■ WRITTEN PROBLEM
Copy the lines verbatim, beginning with the line that contains "target | woman's long blonde hair" and continuing through the end of the data, and only those lines.
* Begin PROVIDED MATERIAL *
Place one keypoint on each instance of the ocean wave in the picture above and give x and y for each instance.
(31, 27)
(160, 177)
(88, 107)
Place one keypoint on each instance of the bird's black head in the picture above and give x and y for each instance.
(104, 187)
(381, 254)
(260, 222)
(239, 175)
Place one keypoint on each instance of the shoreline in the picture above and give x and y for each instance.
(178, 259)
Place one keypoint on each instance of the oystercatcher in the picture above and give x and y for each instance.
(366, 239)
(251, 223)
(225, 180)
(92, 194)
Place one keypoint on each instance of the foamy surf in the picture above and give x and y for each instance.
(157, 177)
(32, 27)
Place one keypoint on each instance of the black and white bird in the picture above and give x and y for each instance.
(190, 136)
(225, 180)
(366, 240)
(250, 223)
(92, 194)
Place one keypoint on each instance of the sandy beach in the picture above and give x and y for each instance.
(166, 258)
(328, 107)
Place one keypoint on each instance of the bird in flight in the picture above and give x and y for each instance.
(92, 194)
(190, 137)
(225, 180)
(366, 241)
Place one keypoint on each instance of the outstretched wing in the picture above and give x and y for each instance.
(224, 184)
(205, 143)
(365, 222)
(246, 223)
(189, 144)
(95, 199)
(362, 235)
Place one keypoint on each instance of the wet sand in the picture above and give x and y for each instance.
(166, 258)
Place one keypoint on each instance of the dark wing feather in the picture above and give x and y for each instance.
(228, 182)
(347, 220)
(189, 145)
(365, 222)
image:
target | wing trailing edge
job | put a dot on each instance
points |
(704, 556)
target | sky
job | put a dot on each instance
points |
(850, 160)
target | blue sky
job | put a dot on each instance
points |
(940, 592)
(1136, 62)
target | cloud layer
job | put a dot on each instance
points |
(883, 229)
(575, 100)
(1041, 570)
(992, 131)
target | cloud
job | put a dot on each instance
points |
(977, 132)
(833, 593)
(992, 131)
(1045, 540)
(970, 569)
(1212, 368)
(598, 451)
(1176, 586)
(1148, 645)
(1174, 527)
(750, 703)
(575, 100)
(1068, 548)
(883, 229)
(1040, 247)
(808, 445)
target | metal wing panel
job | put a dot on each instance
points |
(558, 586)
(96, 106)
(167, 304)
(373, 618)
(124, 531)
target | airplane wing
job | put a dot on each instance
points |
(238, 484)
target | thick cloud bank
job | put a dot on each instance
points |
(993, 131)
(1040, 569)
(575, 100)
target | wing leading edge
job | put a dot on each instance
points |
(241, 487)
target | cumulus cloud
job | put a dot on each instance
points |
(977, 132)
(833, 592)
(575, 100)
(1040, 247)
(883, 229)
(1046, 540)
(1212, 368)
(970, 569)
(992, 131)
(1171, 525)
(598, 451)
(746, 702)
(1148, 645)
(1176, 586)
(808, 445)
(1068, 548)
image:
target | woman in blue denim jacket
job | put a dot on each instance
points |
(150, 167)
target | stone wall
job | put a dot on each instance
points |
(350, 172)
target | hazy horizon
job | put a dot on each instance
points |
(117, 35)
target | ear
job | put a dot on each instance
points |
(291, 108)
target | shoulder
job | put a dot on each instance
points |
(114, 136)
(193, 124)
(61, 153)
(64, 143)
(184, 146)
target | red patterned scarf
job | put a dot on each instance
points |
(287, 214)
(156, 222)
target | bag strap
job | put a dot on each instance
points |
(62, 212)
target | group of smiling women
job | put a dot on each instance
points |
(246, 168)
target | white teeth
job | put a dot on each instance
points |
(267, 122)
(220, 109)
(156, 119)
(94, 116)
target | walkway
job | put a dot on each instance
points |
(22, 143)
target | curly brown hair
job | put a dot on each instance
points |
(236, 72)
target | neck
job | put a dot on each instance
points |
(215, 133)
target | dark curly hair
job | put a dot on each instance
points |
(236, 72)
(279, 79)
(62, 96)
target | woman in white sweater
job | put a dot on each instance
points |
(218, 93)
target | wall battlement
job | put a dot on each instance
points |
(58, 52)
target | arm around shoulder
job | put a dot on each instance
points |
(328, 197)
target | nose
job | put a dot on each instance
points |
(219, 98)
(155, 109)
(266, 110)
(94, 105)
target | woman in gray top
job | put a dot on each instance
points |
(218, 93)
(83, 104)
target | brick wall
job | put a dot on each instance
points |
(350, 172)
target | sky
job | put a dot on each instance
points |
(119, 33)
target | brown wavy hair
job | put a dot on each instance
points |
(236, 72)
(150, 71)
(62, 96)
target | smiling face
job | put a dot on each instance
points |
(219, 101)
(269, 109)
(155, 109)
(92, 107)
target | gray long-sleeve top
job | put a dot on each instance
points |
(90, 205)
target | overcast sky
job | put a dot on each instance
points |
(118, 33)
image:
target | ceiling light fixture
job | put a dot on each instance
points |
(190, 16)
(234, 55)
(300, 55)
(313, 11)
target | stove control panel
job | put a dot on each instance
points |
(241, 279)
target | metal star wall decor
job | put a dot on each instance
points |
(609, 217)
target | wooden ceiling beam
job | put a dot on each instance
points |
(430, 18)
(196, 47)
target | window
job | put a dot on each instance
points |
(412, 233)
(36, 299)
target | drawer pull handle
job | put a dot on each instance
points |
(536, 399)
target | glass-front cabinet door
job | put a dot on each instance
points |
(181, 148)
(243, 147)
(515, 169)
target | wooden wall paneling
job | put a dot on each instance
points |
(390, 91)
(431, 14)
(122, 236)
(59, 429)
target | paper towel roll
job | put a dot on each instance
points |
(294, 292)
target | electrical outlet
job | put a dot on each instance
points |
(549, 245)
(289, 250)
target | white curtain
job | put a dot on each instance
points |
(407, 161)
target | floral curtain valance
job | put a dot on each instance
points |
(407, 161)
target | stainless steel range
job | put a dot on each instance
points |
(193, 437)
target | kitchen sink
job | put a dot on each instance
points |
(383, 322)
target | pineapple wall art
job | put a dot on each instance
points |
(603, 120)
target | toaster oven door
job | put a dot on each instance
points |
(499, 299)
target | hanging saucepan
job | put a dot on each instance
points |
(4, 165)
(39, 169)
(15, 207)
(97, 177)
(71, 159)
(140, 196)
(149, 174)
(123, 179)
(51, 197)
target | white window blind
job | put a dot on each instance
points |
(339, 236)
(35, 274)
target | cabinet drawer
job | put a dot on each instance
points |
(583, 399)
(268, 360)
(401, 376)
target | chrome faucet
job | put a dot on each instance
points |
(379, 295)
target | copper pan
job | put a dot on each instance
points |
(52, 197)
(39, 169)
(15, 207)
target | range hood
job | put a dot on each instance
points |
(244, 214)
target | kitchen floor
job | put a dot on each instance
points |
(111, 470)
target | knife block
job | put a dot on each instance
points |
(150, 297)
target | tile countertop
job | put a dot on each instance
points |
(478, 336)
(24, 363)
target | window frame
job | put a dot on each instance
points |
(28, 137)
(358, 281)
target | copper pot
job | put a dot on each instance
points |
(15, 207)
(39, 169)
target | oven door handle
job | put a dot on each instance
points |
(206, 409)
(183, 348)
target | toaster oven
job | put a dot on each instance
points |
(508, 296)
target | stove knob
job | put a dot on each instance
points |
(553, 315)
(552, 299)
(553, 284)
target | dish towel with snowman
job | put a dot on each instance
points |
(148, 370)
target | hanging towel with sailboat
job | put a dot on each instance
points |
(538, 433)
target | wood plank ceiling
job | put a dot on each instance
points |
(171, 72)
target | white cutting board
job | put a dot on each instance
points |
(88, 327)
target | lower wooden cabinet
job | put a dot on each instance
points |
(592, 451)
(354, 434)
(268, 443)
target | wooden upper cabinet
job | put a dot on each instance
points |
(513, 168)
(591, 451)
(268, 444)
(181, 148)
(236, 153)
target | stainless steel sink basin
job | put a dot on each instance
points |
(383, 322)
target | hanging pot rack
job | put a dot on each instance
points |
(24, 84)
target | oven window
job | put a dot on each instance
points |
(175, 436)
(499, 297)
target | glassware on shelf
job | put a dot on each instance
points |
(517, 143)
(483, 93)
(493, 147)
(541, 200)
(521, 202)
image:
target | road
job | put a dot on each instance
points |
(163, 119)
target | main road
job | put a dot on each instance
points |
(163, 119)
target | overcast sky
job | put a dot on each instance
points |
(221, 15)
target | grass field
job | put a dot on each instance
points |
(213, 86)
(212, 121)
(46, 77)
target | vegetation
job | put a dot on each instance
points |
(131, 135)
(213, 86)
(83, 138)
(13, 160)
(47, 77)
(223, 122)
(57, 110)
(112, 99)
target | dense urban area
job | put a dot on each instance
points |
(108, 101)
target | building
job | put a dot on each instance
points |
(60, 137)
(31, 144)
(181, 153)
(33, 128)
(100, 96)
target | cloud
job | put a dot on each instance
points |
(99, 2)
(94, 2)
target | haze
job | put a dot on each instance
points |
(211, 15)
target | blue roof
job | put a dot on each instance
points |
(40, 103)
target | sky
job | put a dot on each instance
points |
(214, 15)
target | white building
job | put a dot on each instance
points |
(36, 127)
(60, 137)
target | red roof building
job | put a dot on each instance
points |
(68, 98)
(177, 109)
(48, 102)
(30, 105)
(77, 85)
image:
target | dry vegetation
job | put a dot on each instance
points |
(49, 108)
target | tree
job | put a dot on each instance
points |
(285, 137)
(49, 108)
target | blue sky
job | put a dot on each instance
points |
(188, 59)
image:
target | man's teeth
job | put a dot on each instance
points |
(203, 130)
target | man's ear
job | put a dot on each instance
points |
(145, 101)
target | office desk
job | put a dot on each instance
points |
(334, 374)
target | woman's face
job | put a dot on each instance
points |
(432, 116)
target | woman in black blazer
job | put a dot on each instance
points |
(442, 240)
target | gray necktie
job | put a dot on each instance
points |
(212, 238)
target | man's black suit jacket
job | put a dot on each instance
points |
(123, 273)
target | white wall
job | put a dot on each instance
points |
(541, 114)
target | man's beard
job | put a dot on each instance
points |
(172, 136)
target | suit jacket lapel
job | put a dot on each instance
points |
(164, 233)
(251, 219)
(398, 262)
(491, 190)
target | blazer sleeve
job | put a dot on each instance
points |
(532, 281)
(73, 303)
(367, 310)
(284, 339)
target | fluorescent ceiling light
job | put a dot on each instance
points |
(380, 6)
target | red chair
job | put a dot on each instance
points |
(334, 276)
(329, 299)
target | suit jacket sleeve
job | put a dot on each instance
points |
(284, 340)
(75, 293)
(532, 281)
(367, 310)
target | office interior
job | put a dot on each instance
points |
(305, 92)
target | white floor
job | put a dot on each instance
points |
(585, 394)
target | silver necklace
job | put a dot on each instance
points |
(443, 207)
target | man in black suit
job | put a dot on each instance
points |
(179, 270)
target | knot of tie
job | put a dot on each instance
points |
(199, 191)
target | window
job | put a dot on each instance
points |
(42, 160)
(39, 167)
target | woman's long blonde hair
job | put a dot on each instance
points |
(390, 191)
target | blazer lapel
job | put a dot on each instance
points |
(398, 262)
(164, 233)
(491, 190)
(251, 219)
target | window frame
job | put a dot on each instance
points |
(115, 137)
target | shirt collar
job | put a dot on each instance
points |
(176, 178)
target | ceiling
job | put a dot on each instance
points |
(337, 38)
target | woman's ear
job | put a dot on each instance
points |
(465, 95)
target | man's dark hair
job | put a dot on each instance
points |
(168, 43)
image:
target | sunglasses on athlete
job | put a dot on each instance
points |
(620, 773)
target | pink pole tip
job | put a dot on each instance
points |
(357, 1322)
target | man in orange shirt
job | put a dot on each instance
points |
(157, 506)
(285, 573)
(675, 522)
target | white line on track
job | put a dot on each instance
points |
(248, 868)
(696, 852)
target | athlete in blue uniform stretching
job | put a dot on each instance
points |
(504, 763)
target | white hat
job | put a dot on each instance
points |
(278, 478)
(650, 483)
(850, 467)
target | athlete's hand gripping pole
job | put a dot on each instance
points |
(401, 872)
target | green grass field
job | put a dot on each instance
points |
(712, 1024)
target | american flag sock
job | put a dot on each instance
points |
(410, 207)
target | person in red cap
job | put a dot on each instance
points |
* End PROVIDED MATERIAL *
■ CORRECT RESPONSE
target | woman's long blonde hair
job | put a dot on each instance
points |
(390, 191)
target | blazer lapel
job | put a dot on each instance
points |
(398, 262)
(164, 233)
(491, 190)
(251, 219)
target | window frame
job | put a dot on each instance
points |
(115, 137)
target | shirt collar
job | put a dot on each instance
points |
(176, 178)
target | ceiling
job | put a dot on each instance
points |
(337, 38)
target | woman's ear
job | put a dot on each instance
points |
(465, 95)
target | man's dark hair
job | put a dot on each instance
points |
(168, 43)
image:
target | sunglasses on athlete
job | put a dot on each instance
points |
(620, 773)
target | pink pole tip
job | put a dot on each instance
points |
(357, 1322)
target | man in orange shirt
job | put a dot on each instance
points |
(157, 506)
(285, 573)
(675, 522)
target | white line on track
job | put a dot on each instance
points |
(248, 868)
(696, 852)
target | athlete in blue uniform stretching
job | put a dot on each instance
points |
(504, 763)
target | white hat
job | put a dot on each instance
points |
(278, 478)
(650, 483)
(850, 467)
target | athlete's hand gripping pole
job | put a dot on each instance
points |
(401, 872)
target | green grass field
job | put a dot on each instance
points |
(712, 1024)
target | american flag sock
job | put a dot on each instance
points |
(410, 207)
target | person in red cap
job | put a dot on each instance
points |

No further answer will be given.